■ Aim of the exercise ■
Write out the entries again exactly as they are given.
□ □ □
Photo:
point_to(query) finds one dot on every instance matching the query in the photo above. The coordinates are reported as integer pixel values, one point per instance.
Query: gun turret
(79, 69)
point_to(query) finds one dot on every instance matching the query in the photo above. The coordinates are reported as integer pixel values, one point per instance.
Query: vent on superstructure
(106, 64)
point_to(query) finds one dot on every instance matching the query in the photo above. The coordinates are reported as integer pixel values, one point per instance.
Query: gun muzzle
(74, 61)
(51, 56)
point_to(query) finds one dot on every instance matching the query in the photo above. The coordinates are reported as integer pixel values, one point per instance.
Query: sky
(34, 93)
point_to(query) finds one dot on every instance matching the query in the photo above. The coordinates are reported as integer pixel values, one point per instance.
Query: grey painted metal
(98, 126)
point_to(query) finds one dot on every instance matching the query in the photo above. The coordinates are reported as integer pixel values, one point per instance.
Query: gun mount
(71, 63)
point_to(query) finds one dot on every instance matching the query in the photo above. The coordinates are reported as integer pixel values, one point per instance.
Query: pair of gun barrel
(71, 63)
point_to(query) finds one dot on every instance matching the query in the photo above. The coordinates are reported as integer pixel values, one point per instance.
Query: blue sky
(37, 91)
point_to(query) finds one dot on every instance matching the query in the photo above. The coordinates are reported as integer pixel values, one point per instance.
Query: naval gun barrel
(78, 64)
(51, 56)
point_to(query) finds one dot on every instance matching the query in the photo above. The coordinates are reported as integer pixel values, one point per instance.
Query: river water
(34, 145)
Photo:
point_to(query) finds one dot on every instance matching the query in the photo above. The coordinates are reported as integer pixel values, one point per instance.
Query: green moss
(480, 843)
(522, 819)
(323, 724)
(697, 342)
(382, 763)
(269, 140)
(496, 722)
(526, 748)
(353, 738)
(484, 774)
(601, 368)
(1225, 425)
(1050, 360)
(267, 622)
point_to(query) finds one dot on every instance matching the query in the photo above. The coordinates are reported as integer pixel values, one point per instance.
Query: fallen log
□ □ □
■ Answer below ■
Photo:
point_to(query) finds one dot on every instance matching the query in the photo above. The coordinates are reported as integer pixel values, one point per instance.
Query: gun turret
(79, 69)
point_to(query) finds one dot on every instance matching the query in the photo above. The coordinates are reported as integer pixel values, one point per instance.
Query: vent on superstructure
(106, 64)
point_to(query) finds one dot on every instance matching the query in the photo above. The coordinates are reported as integer pixel values, one point per instance.
Query: gun muzzle
(74, 61)
(51, 56)
point_to(query) finds one dot on every instance matching the query in the photo above. The coordinates are reported as integer pixel values, one point per instance.
Query: sky
(34, 93)
point_to(query) finds one dot on every instance matching the query in the photo above. The coordinates are reported as integer pixel values, one point per instance.
Query: grey painted metal
(98, 126)
point_to(query) finds one dot on every instance matching the query in the photo above. The coordinates are reported as integer pixel values, one point per instance.
Query: gun mount
(71, 63)
point_to(query) finds one dot on every instance matching the query in the photo above. The coordinates are reported as integer pixel values, one point per instance.
Query: pair of gun barrel
(71, 63)
point_to(query) finds one dot on every instance matching the query in the photo above. The coordinates are reported as integer pixel values, one point per instance.
Query: blue sky
(37, 91)
point_to(query) finds one dot on every instance matching the query in the photo above. The coordinates are reported as integer pixel values, one point per instance.
Query: naval gun barrel
(78, 64)
(51, 56)
point_to(query) finds one dot on every instance matching the query in the photo above. The coordinates are reported as integer pixel values, one point per instance.
Query: river water
(34, 145)
Photo:
point_to(query) finds one dot on every instance matching the query in the photo above. The coordinates are reported as integer pixel values, one point per instance.
Query: green moss
(480, 843)
(522, 819)
(323, 724)
(697, 342)
(382, 763)
(269, 140)
(496, 722)
(526, 748)
(353, 738)
(484, 774)
(601, 368)
(1225, 425)
(1050, 360)
(267, 622)
point_to(query) finds one dot on every instance matching the query in the photo above. The coordinates are reported as integer pixel values, one point per instance.
Query: fallen log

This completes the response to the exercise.